Mask labeling examples:
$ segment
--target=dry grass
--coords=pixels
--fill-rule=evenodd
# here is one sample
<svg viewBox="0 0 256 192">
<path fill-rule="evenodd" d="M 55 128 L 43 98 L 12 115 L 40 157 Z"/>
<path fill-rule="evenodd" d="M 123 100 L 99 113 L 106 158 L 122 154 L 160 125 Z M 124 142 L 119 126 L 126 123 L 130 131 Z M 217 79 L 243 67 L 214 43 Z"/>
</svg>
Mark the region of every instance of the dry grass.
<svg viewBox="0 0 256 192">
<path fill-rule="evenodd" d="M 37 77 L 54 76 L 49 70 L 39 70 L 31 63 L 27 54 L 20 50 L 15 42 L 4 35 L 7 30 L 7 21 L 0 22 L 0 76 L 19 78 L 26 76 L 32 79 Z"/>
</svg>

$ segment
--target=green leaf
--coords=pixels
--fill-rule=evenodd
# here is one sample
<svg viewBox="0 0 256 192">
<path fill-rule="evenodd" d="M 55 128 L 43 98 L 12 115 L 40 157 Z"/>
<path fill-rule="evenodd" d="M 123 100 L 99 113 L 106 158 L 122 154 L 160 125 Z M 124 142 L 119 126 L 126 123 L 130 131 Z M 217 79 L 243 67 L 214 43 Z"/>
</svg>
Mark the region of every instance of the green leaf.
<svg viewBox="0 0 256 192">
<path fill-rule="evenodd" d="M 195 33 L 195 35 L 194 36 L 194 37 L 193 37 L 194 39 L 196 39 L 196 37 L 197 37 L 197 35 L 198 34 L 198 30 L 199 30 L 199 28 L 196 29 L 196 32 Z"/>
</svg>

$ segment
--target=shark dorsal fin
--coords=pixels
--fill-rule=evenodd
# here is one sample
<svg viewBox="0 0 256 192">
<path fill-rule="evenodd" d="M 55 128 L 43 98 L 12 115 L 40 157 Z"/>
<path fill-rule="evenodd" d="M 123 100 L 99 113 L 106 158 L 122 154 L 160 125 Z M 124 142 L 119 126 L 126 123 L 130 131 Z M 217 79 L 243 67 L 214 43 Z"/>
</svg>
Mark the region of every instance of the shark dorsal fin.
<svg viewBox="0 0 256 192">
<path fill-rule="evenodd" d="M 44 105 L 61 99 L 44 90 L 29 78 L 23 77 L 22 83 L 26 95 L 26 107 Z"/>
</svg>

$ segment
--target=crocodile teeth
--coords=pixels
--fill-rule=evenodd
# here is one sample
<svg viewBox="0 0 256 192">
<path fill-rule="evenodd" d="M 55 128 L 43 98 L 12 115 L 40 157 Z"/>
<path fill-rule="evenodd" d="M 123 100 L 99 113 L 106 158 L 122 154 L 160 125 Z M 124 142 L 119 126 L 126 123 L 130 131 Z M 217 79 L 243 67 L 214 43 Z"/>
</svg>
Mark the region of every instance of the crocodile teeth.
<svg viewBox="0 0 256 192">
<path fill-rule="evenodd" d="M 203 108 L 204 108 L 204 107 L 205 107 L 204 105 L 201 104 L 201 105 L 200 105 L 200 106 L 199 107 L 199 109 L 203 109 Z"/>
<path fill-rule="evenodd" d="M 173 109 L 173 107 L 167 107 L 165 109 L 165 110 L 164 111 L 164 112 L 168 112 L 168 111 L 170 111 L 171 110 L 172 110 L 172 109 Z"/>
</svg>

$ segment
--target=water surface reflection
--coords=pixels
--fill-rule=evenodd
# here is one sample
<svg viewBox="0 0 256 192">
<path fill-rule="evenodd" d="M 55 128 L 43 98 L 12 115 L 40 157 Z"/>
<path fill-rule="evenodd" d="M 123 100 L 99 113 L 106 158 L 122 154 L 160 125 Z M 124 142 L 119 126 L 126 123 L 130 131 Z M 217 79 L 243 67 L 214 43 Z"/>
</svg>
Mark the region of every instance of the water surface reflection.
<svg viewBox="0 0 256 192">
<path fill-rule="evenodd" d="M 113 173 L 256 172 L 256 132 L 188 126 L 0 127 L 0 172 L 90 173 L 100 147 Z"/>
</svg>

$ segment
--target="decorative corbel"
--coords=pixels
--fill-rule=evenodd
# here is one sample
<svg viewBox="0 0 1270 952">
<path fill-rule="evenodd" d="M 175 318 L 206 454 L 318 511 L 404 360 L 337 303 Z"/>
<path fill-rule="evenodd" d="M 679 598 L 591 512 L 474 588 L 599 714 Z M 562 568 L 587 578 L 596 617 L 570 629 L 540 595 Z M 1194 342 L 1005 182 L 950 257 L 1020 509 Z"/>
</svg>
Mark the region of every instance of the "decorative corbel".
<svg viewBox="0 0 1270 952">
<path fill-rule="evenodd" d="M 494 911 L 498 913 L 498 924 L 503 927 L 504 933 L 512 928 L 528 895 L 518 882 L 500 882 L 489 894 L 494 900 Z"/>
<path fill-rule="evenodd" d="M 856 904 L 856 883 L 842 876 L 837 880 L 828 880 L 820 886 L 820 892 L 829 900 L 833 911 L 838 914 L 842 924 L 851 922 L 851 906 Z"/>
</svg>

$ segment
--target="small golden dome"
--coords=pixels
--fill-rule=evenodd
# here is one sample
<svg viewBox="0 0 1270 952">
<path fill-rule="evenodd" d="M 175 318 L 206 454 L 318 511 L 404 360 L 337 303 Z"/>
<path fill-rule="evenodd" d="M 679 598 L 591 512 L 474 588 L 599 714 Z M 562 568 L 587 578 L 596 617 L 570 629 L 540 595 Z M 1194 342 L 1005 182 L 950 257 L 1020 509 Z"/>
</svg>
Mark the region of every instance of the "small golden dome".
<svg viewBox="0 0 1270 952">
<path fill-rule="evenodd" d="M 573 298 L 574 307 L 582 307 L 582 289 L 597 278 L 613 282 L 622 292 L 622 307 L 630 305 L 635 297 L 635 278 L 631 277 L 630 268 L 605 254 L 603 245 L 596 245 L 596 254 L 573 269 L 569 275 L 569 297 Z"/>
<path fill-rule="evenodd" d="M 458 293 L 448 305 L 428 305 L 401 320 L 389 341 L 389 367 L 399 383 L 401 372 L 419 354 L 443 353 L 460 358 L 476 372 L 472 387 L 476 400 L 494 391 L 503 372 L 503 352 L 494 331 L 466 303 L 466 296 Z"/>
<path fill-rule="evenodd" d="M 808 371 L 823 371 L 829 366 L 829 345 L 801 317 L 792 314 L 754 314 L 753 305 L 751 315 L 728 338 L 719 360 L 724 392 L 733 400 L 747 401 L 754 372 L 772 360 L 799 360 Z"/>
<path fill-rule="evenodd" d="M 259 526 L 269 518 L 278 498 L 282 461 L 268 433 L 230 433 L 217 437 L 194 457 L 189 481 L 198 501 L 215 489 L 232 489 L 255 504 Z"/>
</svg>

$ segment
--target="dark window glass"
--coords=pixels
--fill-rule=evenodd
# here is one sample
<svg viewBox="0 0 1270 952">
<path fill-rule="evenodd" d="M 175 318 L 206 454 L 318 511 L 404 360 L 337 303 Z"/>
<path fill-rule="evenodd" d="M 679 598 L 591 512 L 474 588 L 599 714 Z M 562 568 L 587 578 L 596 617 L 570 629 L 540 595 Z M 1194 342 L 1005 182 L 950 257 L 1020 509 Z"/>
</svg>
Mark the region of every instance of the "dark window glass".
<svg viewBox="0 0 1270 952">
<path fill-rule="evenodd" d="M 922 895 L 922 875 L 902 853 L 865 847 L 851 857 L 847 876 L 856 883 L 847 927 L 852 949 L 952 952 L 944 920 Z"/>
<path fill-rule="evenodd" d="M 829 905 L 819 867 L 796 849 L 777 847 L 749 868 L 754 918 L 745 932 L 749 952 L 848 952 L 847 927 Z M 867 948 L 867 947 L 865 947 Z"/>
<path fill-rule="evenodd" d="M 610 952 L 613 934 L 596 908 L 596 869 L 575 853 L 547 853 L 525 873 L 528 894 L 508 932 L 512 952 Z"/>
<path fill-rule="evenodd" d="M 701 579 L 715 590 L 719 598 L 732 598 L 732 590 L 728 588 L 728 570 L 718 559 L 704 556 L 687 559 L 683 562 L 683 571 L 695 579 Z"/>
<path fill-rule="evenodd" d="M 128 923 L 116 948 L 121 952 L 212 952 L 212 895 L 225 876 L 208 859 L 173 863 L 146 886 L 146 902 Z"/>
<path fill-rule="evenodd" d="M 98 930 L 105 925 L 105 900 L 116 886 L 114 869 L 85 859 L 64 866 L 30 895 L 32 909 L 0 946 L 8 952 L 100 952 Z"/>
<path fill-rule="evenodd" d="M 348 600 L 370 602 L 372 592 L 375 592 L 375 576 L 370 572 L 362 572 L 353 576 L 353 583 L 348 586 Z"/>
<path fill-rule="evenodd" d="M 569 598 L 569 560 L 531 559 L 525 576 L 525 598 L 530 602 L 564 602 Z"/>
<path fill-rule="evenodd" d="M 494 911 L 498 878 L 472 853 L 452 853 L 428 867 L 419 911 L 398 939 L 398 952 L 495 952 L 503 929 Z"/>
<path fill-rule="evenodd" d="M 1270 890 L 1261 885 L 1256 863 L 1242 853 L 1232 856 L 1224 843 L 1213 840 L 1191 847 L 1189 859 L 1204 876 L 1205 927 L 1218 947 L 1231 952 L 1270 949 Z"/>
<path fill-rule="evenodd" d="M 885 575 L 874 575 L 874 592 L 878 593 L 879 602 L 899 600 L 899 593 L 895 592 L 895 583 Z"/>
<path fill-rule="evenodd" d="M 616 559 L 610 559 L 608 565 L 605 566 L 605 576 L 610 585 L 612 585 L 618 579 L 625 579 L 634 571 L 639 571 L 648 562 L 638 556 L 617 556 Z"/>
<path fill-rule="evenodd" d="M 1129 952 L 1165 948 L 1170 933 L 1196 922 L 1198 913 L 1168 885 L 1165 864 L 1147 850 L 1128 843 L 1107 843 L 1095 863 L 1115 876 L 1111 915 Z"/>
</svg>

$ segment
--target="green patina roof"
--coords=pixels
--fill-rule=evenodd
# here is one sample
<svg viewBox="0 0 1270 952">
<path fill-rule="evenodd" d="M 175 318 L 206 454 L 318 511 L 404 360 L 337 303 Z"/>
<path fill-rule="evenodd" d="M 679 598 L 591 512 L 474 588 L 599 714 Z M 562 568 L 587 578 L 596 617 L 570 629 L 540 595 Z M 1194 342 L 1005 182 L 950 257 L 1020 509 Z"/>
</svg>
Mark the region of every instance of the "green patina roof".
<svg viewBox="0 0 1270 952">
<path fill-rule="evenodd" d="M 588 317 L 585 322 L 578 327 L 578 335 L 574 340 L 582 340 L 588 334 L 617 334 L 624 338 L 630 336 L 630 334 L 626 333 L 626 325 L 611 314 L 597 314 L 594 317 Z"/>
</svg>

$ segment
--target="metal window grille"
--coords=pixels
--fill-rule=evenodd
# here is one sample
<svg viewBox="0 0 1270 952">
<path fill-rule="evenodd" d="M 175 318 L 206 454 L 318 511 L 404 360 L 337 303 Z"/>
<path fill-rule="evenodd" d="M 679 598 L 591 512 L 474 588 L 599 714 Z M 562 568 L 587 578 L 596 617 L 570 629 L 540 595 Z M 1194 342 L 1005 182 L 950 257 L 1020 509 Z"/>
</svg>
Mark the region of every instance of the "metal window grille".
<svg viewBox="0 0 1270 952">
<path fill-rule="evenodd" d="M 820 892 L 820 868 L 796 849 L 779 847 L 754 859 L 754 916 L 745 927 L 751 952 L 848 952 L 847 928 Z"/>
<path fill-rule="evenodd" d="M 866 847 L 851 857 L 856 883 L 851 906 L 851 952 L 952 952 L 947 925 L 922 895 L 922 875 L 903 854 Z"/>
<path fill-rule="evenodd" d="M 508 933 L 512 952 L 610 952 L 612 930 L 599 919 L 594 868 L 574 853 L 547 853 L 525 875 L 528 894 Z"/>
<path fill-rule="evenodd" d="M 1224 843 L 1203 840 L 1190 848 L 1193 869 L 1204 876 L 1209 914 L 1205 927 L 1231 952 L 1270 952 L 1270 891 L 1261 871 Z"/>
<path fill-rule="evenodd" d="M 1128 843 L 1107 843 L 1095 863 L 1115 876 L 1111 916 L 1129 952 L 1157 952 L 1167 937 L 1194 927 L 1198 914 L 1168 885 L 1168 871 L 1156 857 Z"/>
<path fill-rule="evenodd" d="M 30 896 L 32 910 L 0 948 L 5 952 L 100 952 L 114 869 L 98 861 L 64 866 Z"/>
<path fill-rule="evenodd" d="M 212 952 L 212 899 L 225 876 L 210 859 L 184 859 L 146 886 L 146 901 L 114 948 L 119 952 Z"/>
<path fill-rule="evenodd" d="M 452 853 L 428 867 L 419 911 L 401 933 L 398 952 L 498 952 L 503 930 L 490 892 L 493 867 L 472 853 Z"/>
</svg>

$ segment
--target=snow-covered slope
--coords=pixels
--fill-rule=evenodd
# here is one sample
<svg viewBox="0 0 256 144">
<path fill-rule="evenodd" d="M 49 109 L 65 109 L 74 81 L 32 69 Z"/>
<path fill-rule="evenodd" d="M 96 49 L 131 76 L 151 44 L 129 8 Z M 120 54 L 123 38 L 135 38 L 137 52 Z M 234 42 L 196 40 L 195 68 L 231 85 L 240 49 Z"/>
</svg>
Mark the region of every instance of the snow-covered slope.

» Directions:
List every line of the data above that contains the string "leaf", treating uppercase and lowercase as different.

» Response to this exercise:
--target=green leaf
Mark the region of every instance of the green leaf.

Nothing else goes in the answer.